══ Task input
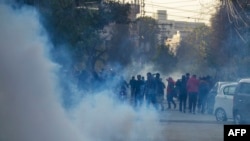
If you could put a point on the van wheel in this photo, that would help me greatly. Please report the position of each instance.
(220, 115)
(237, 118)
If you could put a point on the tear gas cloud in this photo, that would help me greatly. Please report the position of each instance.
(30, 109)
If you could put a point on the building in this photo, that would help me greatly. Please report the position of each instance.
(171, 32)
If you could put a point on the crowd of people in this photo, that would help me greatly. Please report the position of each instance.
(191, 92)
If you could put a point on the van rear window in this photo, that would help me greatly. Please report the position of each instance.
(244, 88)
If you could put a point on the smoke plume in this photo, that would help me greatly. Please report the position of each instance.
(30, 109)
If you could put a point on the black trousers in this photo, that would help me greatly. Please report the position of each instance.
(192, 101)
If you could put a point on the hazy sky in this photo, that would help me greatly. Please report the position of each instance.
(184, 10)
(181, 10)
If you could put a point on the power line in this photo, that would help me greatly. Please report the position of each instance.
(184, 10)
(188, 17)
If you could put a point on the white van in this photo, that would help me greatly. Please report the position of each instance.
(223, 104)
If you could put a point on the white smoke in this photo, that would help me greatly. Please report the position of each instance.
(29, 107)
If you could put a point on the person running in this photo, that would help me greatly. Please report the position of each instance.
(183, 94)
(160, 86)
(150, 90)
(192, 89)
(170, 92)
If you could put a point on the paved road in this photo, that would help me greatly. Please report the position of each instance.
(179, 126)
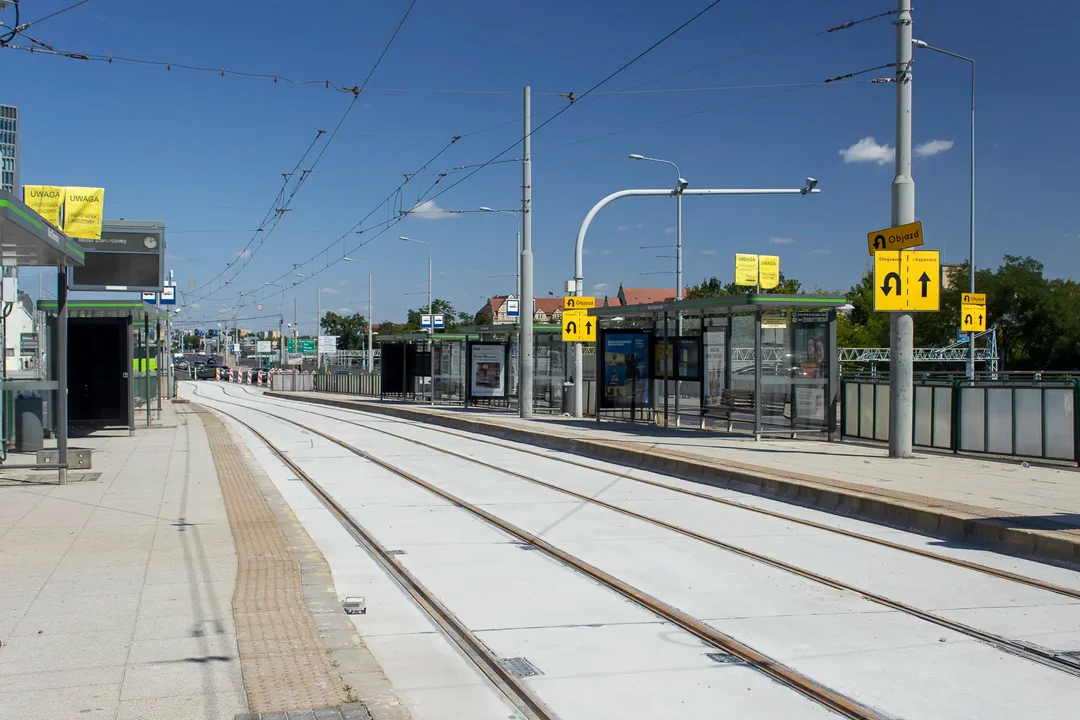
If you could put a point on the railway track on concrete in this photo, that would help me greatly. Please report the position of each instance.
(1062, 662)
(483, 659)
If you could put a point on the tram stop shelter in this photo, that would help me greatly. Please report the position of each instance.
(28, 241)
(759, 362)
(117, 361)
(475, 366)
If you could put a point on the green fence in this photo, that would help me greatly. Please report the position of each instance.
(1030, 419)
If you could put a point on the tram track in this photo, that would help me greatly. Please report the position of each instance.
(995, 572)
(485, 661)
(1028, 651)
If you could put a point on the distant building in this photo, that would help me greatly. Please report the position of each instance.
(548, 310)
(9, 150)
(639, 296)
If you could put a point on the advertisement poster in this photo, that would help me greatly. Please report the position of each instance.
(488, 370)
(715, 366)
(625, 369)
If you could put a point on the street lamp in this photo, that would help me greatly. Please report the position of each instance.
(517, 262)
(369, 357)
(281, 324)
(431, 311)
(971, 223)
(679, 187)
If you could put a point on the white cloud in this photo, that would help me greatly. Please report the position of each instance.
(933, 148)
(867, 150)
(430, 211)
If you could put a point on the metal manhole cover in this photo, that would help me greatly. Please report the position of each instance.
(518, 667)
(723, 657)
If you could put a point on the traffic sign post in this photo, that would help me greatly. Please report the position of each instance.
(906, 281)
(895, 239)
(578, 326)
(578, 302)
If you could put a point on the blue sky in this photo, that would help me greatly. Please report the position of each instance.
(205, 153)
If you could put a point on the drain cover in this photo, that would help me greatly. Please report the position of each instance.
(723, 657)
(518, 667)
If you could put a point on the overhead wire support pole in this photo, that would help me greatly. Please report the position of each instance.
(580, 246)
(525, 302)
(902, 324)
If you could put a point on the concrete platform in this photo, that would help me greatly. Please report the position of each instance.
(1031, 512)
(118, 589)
════
══ Task input
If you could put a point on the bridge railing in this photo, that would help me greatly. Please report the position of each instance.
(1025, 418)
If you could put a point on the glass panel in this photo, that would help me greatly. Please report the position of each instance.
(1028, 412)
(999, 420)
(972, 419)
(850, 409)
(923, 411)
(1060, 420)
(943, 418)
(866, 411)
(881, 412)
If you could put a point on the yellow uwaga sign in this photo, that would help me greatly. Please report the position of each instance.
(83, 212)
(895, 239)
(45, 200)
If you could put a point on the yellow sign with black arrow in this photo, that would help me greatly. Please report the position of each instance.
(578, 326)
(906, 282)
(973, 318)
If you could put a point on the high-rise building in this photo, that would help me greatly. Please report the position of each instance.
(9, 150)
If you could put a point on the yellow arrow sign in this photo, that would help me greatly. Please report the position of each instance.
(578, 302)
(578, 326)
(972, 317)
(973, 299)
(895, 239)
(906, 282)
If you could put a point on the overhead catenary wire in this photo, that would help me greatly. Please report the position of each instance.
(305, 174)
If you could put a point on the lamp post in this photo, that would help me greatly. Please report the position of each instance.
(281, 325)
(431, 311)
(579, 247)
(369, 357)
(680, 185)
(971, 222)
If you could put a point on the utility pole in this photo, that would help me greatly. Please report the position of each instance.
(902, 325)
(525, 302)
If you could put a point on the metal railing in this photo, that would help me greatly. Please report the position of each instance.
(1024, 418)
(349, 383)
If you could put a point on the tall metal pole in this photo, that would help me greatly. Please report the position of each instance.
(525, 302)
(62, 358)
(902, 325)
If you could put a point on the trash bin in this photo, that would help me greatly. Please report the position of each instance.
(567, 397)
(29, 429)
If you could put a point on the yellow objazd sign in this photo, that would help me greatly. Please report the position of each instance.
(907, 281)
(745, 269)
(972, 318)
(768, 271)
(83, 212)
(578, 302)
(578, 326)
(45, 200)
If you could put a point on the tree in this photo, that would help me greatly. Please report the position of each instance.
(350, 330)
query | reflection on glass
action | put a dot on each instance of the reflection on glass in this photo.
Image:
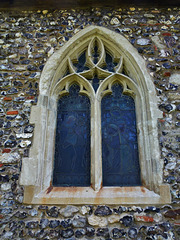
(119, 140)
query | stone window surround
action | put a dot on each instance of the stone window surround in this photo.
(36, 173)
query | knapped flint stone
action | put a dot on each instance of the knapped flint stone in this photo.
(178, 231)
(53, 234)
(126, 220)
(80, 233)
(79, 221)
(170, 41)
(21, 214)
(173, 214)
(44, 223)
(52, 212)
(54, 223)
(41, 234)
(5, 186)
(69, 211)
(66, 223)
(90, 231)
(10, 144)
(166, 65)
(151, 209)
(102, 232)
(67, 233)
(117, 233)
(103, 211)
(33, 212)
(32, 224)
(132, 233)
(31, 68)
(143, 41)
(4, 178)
════
Problem to work on → Format the records from the line containing "If you could put a point on the crowd" through the line containing "(1028, 651)", both included, as a JSON list of strings with one string per line and no blank lines. Leave the pictures out.

Full response →
[
  "If you could put a point on the crowd of people in this photo, that would help me greatly. Please report the position of each instance.",
  "(191, 92)",
  "If you could put a point on the van rear window in this photo, that would help me greatly. Please report the position of each instance.",
  "(244, 88)",
  "If you could put a point on the smoke plume in this photo, that would help me greatly. Please report the position of each instance.",
  "(30, 109)",
  "If you could put a point on the black trousers in this photo, that would help me greatly. Please report the position of each instance.",
  "(192, 101)",
  "If you could put a point on the hazy sky in this photo, that would help me greatly. Please report the position of each instance.",
  "(184, 10)",
  "(181, 10)",
  "If you could put a point on the power line in this photo, that would help me greatly. Please report the position of each instance.",
  "(184, 10)",
  "(188, 17)",
  "If you could put a point on the white van in this photo, that would help me greatly. Please report the position of each instance.",
  "(223, 104)",
  "If you could put a point on the white smoke in this photo, that would help me greatly. Please report the position of each instance.",
  "(29, 107)",
  "If you could put a point on the person running in this photo, that would help me greatly. Please report the position of each instance.",
  "(183, 94)",
  "(160, 86)",
  "(150, 90)",
  "(192, 89)",
  "(170, 92)",
  "If you could put a point on the paved road in this photo, that would help me greatly. Please report the position of each instance.",
  "(179, 126)",
  "If you could put a point on the railway track on concrete in this photo, that would help me greatly. Please report the position of each instance.",
  "(1062, 662)",
  "(483, 659)",
  "If you could put a point on the tram stop shelter in this photo, that would help me greatly. Please report the position of each instance.",
  "(28, 241)",
  "(759, 362)",
  "(117, 361)",
  "(475, 366)",
  "If you could put a point on the green fence in this photo, that would help me greatly. Please report the position of each instance.",
  "(1030, 419)",
  "If you could put a point on the tram track in this photo, that would help me greatly. Please report the position of each instance.",
  "(995, 572)",
  "(485, 661)",
  "(1028, 651)"
]